*Task details:* Rewrite the entire listing below, putting "Label" wherever "Query" appears and leaving every other line unchanged.

*Working data:*
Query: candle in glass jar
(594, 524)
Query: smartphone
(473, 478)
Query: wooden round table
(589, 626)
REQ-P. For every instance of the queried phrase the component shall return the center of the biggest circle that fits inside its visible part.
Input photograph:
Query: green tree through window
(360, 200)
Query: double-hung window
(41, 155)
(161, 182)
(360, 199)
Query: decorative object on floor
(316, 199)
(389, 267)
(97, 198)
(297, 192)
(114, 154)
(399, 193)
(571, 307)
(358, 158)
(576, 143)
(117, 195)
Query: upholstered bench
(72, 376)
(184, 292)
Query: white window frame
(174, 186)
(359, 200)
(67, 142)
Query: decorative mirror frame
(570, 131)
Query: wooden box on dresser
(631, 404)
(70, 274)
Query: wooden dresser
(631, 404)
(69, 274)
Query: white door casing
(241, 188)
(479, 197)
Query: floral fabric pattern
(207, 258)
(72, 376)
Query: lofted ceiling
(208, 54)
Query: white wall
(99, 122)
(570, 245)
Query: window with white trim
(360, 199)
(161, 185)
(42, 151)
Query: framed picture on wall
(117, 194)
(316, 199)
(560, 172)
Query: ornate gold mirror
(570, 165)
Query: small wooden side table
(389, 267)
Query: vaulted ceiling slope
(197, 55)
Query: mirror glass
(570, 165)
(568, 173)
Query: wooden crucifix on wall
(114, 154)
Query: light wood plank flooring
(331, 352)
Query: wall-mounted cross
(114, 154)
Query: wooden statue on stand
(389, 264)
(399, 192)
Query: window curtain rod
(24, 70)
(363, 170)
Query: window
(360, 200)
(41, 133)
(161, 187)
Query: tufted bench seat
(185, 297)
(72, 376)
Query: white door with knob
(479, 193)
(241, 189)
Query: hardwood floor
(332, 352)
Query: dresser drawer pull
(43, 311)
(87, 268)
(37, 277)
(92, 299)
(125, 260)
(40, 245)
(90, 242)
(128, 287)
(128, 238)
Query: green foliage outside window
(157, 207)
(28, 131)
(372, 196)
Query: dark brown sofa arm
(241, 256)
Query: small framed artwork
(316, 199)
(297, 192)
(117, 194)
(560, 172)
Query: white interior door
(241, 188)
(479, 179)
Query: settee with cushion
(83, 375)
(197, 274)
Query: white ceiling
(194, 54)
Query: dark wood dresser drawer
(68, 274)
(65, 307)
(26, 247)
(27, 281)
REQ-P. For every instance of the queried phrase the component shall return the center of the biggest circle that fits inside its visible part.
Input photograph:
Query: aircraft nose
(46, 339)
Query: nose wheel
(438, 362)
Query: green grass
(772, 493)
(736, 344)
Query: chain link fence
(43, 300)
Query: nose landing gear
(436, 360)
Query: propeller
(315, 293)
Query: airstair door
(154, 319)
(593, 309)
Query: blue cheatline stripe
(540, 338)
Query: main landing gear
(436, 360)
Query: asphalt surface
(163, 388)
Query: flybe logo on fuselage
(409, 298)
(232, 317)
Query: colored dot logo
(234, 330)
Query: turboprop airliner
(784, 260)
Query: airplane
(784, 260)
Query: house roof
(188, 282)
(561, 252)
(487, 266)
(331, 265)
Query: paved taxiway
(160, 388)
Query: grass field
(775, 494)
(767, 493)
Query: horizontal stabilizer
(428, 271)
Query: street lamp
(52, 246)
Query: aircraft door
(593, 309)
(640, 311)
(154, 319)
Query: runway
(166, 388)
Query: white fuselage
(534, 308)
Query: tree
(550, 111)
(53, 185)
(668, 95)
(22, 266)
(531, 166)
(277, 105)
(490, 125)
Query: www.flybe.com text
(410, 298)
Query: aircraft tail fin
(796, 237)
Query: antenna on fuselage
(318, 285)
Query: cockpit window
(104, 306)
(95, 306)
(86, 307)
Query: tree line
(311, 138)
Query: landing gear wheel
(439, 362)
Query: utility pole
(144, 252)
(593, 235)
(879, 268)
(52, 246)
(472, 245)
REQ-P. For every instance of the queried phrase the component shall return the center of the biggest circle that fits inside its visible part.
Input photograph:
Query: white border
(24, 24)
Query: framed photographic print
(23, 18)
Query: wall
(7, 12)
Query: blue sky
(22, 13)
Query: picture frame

*Result below:*
Label: candle in glass jar
(594, 524)
Label: smartphone
(473, 478)
Label: wooden round table
(589, 626)
REQ-P. For every instance of the queried phrase the component shall return the center of the biggest circle that fits inside its visible part.
Input photograph:
Label: green tree through window
(360, 200)
Label: double-hung window
(41, 155)
(161, 182)
(360, 199)
Label: decorative object on floor
(316, 199)
(389, 267)
(97, 198)
(297, 192)
(114, 154)
(399, 193)
(571, 307)
(358, 158)
(576, 143)
(117, 195)
Label: upholstered bench
(72, 376)
(184, 292)
Label: white window frame
(174, 186)
(359, 200)
(67, 142)
Label: decorative mirror frame
(570, 131)
Label: wooden box on dresser
(631, 404)
(70, 274)
Label: wooden dresser
(631, 404)
(69, 274)
Label: white door casing
(241, 188)
(479, 197)
Label: floral fabric pattern
(207, 258)
(72, 376)
Label: lofted ceiling
(208, 54)
Label: white wall
(99, 122)
(570, 245)
Label: window with white trim
(360, 199)
(161, 185)
(42, 151)
Label: framed picture on wall
(117, 194)
(316, 199)
(560, 172)
Label: ornate gold mirror
(570, 165)
Label: small wooden side table
(389, 267)
Label: vaulted ceiling slope
(197, 55)
Label: mirror glass
(570, 165)
(568, 173)
Label: wooden crucifix on wall
(114, 154)
Label: light wood plank flooring
(331, 352)
Label: wall-mounted cross
(114, 154)
Label: wooden statue on stand
(389, 264)
(399, 192)
Label: window curtain rod
(24, 70)
(363, 170)
Label: window
(360, 200)
(41, 133)
(161, 187)
Label: tufted bench seat
(185, 297)
(72, 376)
Label: white door with knob
(479, 193)
(241, 189)
Label: hardwood floor
(332, 352)
Label: dresser drawer pull
(43, 311)
(87, 268)
(37, 277)
(92, 299)
(125, 260)
(40, 245)
(90, 242)
(128, 287)
(128, 238)
Label: green foliage outside window
(157, 207)
(28, 131)
(372, 196)
Label: dark brown sofa arm
(241, 256)
Label: small framed artwork
(316, 199)
(297, 192)
(117, 194)
(560, 172)
Label: white interior door
(241, 188)
(479, 179)
Label: settee with cushion
(83, 375)
(197, 274)
Label: white ceiling
(194, 54)
Label: dark wood dresser drawer
(68, 274)
(65, 307)
(26, 247)
(27, 281)
REQ-P. For every instance of the queried phrase the component shall return the center of the biggest circle that fits inside its visible part.
Input photograph:
Label: aircraft nose
(46, 339)
Label: nose wheel
(438, 362)
Label: green grass
(772, 493)
(736, 344)
Label: chain link fence
(43, 300)
Label: nose landing gear
(436, 360)
Label: propeller
(315, 293)
Label: airstair door
(154, 319)
(593, 309)
Label: blue cheatline stripe
(540, 338)
Label: main landing gear
(436, 360)
Label: asphalt surface
(163, 388)
Label: flybe logo on fuselage
(409, 298)
(232, 317)
Label: colored dot logo
(234, 330)
Label: turboprop airliner
(784, 260)
Label: airplane
(784, 260)
Label: house roof
(188, 282)
(561, 252)
(487, 266)
(331, 265)
Label: paved taxiway
(160, 388)
Label: grass field
(775, 494)
(767, 493)
Label: horizontal stabilizer
(428, 271)
Label: street lamp
(52, 246)
Label: aircraft door
(593, 309)
(640, 311)
(154, 319)
Label: runway
(166, 388)
Label: white fuselage
(534, 308)
Label: tree
(550, 111)
(53, 185)
(668, 95)
(22, 266)
(531, 166)
(277, 105)
(490, 125)
Label: www.flybe.com text
(410, 298)
Label: aircraft tail fin
(796, 237)
Label: antenna on fuselage
(318, 285)
Label: cockpit window
(104, 306)
(95, 306)
(86, 307)
Label: tree line
(311, 138)
Label: landing gear wheel
(439, 362)
Label: utility pole
(144, 252)
(593, 235)
(879, 268)
(52, 246)
(472, 245)
REQ-P. For every instance of the queried phrase the component shall return the center of the biggest circle that fits inside its visible part.
Input photograph:
Label: white border
(24, 24)
Label: framed photographic print
(23, 18)
Label: wall
(7, 12)
Label: blue sky
(22, 13)
Label: picture frame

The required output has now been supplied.